DIRECTIONS:
1. Echo the part of the post about rain over Kampala that opens with the words containing "Going through the" and closes with "is in Pakistan.", keeping every word and mark unchanged.
2. Duplicate the lines of the entries word for word, starting with the line that contains "crowd and report the pixel coordinates." and ending with the final line of the entries, with both ends included.

SOURCE:
=-=-=

Wednesday, June 2, 2010

From here and there

Clouds, and the promise of rain over Kampala.
Seems as if the sun of the last few weeks is soon giving into rain. No problem. Like it all. But rain is one of those things which can be a blessing and curse. For some people. Everything is anyway, so why grumble??!
My internet connection is apparently getting slower and slower. [Tired of complaining to the ISP again. Lightning speeds are always promised, never delivered. But, I am one of the few with this access, so maybe even partial access is a very good thing.]

Going through the world press, just wondered about how intrusive the state or society should be. We are a gossipy lot, us humans. Why, why, why do we have to know what happens in the beds of a couple of people who have decided to commit to one another? It is kind of ridiculous, given the fact that we all tend to do things which would surprise everyone else in the privacy of our bedrooms. But, we tend to have this hypocritical attitude. We write into law what should be done in bed, when we have sex. Anyway, this case is in Pakistan.

=-=-=

DATA FOR THIS TASK:

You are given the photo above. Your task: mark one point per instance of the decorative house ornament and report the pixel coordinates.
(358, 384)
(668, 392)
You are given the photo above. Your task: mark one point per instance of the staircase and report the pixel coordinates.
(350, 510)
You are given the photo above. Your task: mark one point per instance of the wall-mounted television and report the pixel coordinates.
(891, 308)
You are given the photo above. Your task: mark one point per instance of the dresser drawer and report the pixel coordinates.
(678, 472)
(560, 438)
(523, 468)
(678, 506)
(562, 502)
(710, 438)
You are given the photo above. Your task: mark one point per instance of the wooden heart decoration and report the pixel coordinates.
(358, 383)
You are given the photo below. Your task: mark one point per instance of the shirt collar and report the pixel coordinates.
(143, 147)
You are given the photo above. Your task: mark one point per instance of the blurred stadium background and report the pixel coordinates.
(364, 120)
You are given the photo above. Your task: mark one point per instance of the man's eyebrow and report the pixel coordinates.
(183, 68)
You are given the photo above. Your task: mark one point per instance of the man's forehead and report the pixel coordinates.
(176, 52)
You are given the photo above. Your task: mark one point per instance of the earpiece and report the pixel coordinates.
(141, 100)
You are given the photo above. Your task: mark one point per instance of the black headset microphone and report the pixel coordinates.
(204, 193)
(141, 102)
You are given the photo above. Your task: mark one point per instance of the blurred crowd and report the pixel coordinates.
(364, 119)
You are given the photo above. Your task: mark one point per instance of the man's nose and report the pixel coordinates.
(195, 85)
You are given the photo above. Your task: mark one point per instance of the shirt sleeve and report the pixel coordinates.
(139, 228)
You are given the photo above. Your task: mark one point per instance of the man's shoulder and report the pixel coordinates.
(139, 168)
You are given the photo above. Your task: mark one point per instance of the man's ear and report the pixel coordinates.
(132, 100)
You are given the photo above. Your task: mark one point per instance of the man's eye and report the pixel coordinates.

=-=-=

ANSWERS GIVEN:
1.
Going through the world press, just wondered about how intrusive the state or society should be. We are a gossipy lot, us humans. Why, why, why do we have to know what happens in the beds of a couple of people who have decided to commit to one another? It is kind of ridiculous, given the fact that we all tend to do things which would surprise everyone else in the privacy of our bedrooms. But, we tend to have this hypocritical attitude. We write into law what should be done in bed, when we have sex. Anyway, this case is in Pakistan.

2.
You are given the photo above. Your task: mark one point per instance of the blurred crowd and report the pixel coordinates.
(364, 119)
You are given the photo above. Your task: mark one point per instance of the man's nose and report the pixel coordinates.
(195, 85)
You are given the photo above. Your task: mark one point per instance of the shirt sleeve and report the pixel coordinates.
(139, 228)
You are given the photo above. Your task: mark one point per instance of the man's shoulder and report the pixel coordinates.
(139, 168)
You are given the photo above. Your task: mark one point per instance of the man's ear and report the pixel coordinates.
(132, 100)
You are given the photo above. Your task: mark one point per instance of the man's eye and report the pixel coordinates.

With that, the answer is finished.